Objective: Retype all of the data exactly as given.
== Dataset
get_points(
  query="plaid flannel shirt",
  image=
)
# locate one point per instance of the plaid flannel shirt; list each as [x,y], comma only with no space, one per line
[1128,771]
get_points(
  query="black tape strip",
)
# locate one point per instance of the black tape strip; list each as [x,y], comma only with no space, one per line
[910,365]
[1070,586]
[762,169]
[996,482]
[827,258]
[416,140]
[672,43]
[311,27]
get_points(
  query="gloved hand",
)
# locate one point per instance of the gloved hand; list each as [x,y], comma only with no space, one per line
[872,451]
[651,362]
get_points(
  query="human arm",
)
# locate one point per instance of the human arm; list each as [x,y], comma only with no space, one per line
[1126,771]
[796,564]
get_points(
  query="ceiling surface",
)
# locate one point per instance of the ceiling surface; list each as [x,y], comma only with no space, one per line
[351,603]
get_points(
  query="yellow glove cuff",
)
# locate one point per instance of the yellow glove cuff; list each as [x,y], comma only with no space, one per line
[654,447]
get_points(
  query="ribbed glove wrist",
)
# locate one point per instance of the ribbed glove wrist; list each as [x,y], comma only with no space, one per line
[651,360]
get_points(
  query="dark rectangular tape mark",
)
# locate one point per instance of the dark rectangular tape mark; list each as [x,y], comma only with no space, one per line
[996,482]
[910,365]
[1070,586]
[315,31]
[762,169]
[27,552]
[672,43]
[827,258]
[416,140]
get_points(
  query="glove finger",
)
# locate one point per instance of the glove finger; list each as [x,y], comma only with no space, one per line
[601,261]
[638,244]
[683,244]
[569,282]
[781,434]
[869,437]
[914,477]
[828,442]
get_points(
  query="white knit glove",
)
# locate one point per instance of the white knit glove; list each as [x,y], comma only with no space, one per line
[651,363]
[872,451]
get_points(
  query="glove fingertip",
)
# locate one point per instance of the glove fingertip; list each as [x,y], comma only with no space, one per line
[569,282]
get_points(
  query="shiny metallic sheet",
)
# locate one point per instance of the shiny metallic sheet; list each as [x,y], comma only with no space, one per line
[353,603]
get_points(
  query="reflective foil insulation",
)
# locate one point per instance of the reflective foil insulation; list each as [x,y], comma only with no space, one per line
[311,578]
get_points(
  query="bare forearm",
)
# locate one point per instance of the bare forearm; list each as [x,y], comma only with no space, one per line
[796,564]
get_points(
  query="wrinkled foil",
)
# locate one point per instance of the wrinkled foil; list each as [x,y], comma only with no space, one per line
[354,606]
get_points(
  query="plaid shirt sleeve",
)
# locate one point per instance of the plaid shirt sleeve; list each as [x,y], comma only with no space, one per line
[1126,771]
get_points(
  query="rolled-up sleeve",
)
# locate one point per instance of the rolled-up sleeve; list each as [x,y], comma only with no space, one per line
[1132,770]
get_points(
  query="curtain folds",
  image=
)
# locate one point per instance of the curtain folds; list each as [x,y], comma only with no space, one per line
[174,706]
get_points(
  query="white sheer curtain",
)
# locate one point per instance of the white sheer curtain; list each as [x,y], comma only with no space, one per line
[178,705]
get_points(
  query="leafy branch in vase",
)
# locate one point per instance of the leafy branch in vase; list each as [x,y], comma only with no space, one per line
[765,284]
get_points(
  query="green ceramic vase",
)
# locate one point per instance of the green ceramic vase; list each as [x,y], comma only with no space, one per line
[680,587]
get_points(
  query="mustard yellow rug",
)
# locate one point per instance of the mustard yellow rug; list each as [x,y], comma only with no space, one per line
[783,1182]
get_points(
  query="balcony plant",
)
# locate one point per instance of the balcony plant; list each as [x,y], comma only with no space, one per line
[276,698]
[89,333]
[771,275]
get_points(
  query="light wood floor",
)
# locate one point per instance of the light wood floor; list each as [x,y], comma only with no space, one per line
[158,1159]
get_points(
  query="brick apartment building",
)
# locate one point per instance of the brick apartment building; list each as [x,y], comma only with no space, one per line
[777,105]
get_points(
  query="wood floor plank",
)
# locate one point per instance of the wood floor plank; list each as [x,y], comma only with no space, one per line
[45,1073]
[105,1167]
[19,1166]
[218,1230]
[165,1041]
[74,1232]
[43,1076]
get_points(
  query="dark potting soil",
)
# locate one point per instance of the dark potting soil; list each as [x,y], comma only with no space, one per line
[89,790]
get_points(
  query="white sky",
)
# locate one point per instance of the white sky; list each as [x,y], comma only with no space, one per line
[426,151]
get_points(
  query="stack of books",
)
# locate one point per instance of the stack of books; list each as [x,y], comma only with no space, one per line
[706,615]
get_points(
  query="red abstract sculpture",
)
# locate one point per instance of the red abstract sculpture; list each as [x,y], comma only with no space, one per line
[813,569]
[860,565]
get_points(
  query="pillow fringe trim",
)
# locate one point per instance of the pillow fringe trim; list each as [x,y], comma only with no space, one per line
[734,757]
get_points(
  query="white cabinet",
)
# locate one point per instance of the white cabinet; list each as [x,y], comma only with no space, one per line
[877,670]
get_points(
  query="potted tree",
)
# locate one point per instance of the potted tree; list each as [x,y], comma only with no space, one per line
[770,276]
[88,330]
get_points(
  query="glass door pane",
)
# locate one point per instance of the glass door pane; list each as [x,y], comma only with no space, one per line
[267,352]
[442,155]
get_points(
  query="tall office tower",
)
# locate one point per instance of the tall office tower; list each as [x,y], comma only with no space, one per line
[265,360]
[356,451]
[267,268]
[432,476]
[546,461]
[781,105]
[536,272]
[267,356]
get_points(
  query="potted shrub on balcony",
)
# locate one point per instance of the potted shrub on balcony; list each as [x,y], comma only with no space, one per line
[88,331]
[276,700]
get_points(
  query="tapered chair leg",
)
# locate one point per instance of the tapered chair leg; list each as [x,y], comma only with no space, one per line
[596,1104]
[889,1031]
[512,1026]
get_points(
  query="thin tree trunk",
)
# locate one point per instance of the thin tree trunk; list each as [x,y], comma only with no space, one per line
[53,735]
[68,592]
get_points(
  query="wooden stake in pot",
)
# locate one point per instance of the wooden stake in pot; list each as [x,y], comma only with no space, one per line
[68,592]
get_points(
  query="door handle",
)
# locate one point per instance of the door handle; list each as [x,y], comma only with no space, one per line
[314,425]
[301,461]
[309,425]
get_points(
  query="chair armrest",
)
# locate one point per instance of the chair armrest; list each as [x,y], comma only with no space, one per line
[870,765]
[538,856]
====
Solution to this task:
get_points(
  query="plaid flannel shirt",
  image=
)
# locate one point per instance of the plaid flannel shirt; list each as [x,y], comma only with no space, one per line
[1128,771]
get_points(
  query="black tape strip",
)
# locate one point per instance of the black tape strip; list each as [x,y], comma only with no space, one per line
[910,365]
[1070,586]
[762,169]
[996,482]
[827,258]
[416,140]
[672,43]
[311,27]
get_points(
  query="gloved hand",
)
# locate one point per instance of the gloved hand; list each as [x,y], comma only with no space, one per line
[872,451]
[651,362]
get_points(
  query="human arm",
)
# locate one point per instance of the human arm; list each as [x,y], comma only with no space, one per line
[1126,771]
[796,564]
get_points(
  query="ceiling surface",
)
# locate one point per instance of the ceiling surface; list each as [x,y], comma only with no space, one per line
[351,603]
get_points(
  query="yellow glove cuff",
)
# locate one point per instance of the yellow glove cuff; list each as [x,y], comma only with no space, one per line
[654,447]
get_points(
  query="ribbed glove wrist",
)
# locate one point per instance of the ribbed glove wrist; list each as [x,y], comma only with no space, one per line
[651,360]
get_points(
  query="dark rectangular tape mark",
)
# locate one point per instance of the dark rectangular tape mark; list each as [x,y], comma only with no space, one per line
[996,482]
[910,365]
[1070,586]
[315,31]
[762,169]
[27,552]
[672,43]
[827,258]
[416,140]
get_points(
  query="glove finger",
)
# locate one point per instance of the glove finger; list each as [x,y], comma only with no space, one per line
[601,261]
[638,244]
[683,244]
[569,282]
[781,434]
[869,437]
[914,477]
[828,442]
get_points(
  query="white knit glove",
)
# locate one point per instance of the white knit glove; list each as [x,y], comma only with no space, one per line
[651,363]
[872,451]
get_points(
  query="glove fingertip",
)
# locate one point per instance of the glove fingertip; list each as [x,y], comma only with no space, one per line
[569,282]
get_points(
  query="shiny metallic sheet",
)
# locate one point per instance of the shiny metallic sheet; list each as [x,y], comma only with no space, one per line
[353,603]
get_points(
  query="reflective foil insulation",
)
# locate one point per instance of the reflective foil insulation; list each as [x,y], comma only with no space, one per line
[311,578]
get_points(
  query="bare forearm",
)
# locate one point per instance of the bare forearm; list each as [x,y], comma only with no space, one per line
[796,564]
get_points(
  query="wrinkled foil",
)
# locate one point per instance of the wrinkled foil; list each as [x,y], comma only with no space, one per line
[354,606]
get_points(
  query="plaid shirt sleeve",
)
# locate one point per instance of the plaid shirt sleeve; list each as [x,y], comma only with no space, one per line
[1126,771]
get_points(
  query="rolled-up sleeve",
)
# locate one point per instance of the rolled-up sleeve; list each as [x,y], comma only with no space, one per line
[1132,770]
get_points(
  query="curtain folds",
  image=
)
# locate one point per instance of the curtain folds; list each as [x,y], comma only with no space, one per line
[174,706]
get_points(
  query="white sheer curtain",
)
# locate one point per instance of the white sheer curtain; list each as [x,y], comma only with no space, one per line
[178,705]
get_points(
  query="leafy branch in vase",
)
# locate one point per instance of the leafy branch in vase; list each as [x,y], comma only with no space, one per line
[765,284]
get_points(
  query="green ceramic vase",
)
# locate one point per instance of the green ceramic vase; list each as [x,y], comma only with no space, one per line
[680,587]
get_points(
  query="mustard yellow rug",
)
# locate one point per instance of the mustard yellow rug; list each as [x,y], comma only with no space, one per line
[783,1182]
get_points(
  query="balcony plant",
)
# locate one point per instance of the balcony plant; list each as [x,y], comma only with no space, one per line
[276,698]
[89,333]
[771,275]
get_points(
  query="light wood floor",
)
# locate one point per instance of the light wood floor; list each as [x,y], comma only with no space, one per line
[158,1159]
get_points(
  query="brick apartment building",
)
# locate one point per instance of the brick apartment building; list each as [x,y], comma only with no space, one per line
[777,105]
get_points(
  query="wood floor plank",
)
# locate one point per instance of the wood floor plank; list each as [x,y], comma only with no space, one per line
[45,1073]
[105,1167]
[19,1166]
[218,1230]
[165,1041]
[74,1232]
[43,1076]
get_points(
  query="dark potting soil",
)
# locate one point per instance of the dark potting soil; list each as [x,y], comma only with no space, one per line
[89,790]
get_points(
  query="white sky",
)
# locate one point per instance of the white sky; list each as [x,y], comma only with no space, one per line
[426,151]
get_points(
  query="stack of books",
)
# locate one point per instance of the stack of books; list each as [x,y], comma only with no space, one per line
[706,615]
get_points(
  query="red abstract sculpture",
)
# locate one point per instance of the red abstract sculpture; list each as [x,y], comma only with no space, one per line
[813,569]
[860,565]
get_points(
  query="pillow fringe trim",
)
# locate one point per instance of the pillow fringe trim; list each as [x,y], comma only with no space, one per line
[734,757]
get_points(
  query="white cabinet",
)
# locate one point per instance of the white cabinet; list each as [x,y], comma only with no space, one per line
[877,670]
get_points(
  query="potted tree",
)
# locate one point per instance of the potted tree; list each as [x,y], comma only with no space, one per line
[770,276]
[88,330]
get_points(
  query="glass door pane",
)
# locate one point per instance of the glass door pane; list each as [x,y], comma only with no space, one per line
[267,352]
[442,155]
get_points(
  query="tall office tower",
)
# locate one point per instance of the tall office tower; list each as [x,y], comma only with no space, one per line
[265,360]
[356,451]
[267,268]
[432,476]
[546,461]
[781,105]
[536,272]
[267,356]
get_points(
  query="potted shrub on balcony",
)
# locate one point per instance of the potted shrub on balcony; list each as [x,y], comma only with no space, one per line
[88,331]
[276,700]
get_points(
  query="tapered chair leg",
)
# locate one point per instance of the tapered chair leg; list each as [x,y], comma only with no space, one per line
[596,1104]
[889,1031]
[512,1026]
get_points(
  query="thin tree trunk",
)
# locate one point per instance of the thin tree trunk; list each as [x,y], comma only with no space, one per line
[53,735]
[68,592]
get_points(
  query="wooden stake in pot",
)
# locate one point per instance of the wooden stake in pot; list each as [x,y], comma only with no space, one per line
[68,592]
get_points(
  query="door handle",
)
# locate one point per instance of the door handle; list each as [x,y], comma only with no space, one per line
[314,425]
[301,461]
[309,425]
get_points(
  query="chair armrest",
)
# locate one point per instance of the chair armrest; list each as [x,y], comma only with no space, one per line
[870,765]
[538,856]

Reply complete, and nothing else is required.